● GIVEN REQUEST:
Please rewrite the data below, changing "simplified polygon" to "reduced polygon" and keeping every other line as it is. Omit the pictures from your answer.

┏━━

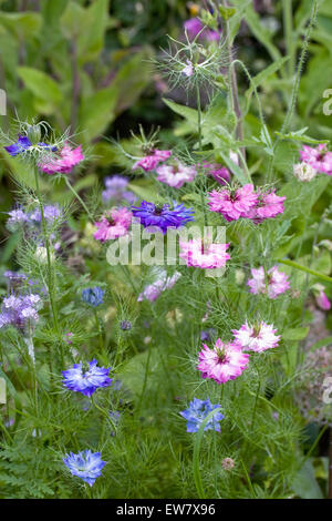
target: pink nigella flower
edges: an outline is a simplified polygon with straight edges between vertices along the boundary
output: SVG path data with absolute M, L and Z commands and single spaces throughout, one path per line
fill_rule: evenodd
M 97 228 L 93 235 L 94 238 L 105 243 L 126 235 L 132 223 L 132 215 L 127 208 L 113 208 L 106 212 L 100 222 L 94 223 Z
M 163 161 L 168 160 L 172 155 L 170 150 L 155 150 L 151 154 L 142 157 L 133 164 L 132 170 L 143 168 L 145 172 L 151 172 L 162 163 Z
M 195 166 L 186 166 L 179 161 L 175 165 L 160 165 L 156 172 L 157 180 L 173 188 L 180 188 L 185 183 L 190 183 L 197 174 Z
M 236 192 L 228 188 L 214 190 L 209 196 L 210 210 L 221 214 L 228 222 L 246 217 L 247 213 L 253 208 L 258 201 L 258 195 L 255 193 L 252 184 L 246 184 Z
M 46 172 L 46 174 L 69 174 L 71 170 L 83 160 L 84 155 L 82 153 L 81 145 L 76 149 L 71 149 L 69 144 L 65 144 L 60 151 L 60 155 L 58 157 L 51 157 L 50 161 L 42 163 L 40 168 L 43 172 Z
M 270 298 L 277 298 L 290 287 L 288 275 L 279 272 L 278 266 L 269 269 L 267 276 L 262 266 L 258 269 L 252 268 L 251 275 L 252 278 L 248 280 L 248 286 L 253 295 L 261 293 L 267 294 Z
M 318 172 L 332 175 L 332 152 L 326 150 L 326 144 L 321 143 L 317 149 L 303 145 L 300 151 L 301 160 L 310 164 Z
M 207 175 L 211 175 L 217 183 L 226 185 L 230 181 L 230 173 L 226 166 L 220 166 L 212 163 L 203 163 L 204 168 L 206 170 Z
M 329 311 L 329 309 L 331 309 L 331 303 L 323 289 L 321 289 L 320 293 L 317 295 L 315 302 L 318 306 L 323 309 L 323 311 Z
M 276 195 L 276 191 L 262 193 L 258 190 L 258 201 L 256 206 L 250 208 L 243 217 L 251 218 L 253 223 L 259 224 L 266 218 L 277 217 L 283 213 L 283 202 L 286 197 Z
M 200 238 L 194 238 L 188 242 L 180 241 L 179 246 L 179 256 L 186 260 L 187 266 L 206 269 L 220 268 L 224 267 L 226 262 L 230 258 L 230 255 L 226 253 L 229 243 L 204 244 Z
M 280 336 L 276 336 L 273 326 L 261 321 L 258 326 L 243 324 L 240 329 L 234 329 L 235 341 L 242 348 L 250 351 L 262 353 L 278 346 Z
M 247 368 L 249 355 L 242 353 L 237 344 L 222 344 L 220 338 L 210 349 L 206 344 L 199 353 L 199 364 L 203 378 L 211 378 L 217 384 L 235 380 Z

┗━━

● FINAL RESULT:
target: pink nigella flower
edges: an outline is a reduced polygon with straight edges between vertices along the boundary
output: SVG path data with absolute M, L and Z commands and single spaces throughout, one path per line
fill_rule: evenodd
M 97 228 L 93 235 L 94 238 L 105 243 L 126 235 L 132 223 L 132 215 L 127 208 L 113 208 L 106 212 L 100 222 L 94 223 Z
M 163 161 L 168 160 L 172 155 L 170 150 L 155 150 L 151 154 L 142 157 L 133 164 L 132 170 L 143 168 L 145 172 L 151 172 L 162 163 Z
M 195 166 L 186 166 L 179 161 L 175 165 L 160 165 L 156 172 L 157 180 L 173 188 L 180 188 L 185 183 L 190 183 L 197 174 Z
M 236 192 L 228 188 L 214 190 L 209 196 L 210 210 L 221 214 L 228 222 L 246 217 L 247 213 L 253 208 L 258 201 L 258 195 L 255 193 L 252 184 L 246 184 Z
M 46 172 L 46 174 L 69 174 L 71 170 L 83 160 L 84 155 L 82 153 L 81 145 L 76 149 L 71 149 L 69 144 L 65 144 L 60 151 L 60 155 L 58 157 L 51 157 L 50 161 L 42 163 L 40 168 L 43 172 Z
M 270 298 L 277 298 L 290 287 L 288 275 L 279 272 L 278 266 L 269 269 L 267 276 L 262 266 L 258 269 L 252 268 L 251 275 L 252 278 L 248 280 L 248 286 L 253 295 L 261 293 L 267 294 Z
M 318 172 L 332 175 L 332 152 L 326 150 L 326 144 L 321 143 L 317 149 L 303 145 L 300 151 L 301 160 L 310 164 Z
M 207 175 L 211 175 L 217 183 L 226 185 L 230 181 L 230 173 L 226 166 L 220 166 L 212 163 L 203 163 L 204 168 L 206 170 Z
M 329 311 L 329 309 L 331 309 L 331 303 L 323 289 L 321 289 L 320 293 L 317 295 L 315 302 L 318 306 L 323 309 L 323 311 Z
M 276 195 L 276 191 L 262 193 L 258 190 L 258 201 L 256 206 L 250 208 L 243 217 L 251 218 L 253 223 L 259 224 L 266 218 L 277 217 L 283 213 L 283 202 L 286 197 Z
M 200 238 L 194 238 L 188 242 L 180 241 L 179 246 L 179 256 L 186 260 L 187 266 L 206 269 L 220 268 L 224 267 L 226 262 L 230 258 L 230 255 L 226 253 L 229 243 L 204 244 Z
M 280 336 L 276 336 L 273 326 L 261 321 L 258 326 L 243 324 L 240 329 L 234 329 L 235 341 L 242 348 L 250 351 L 262 353 L 278 346 Z
M 247 368 L 249 355 L 242 353 L 237 344 L 222 344 L 220 338 L 210 349 L 206 344 L 199 353 L 199 364 L 203 378 L 211 378 L 217 384 L 235 380 Z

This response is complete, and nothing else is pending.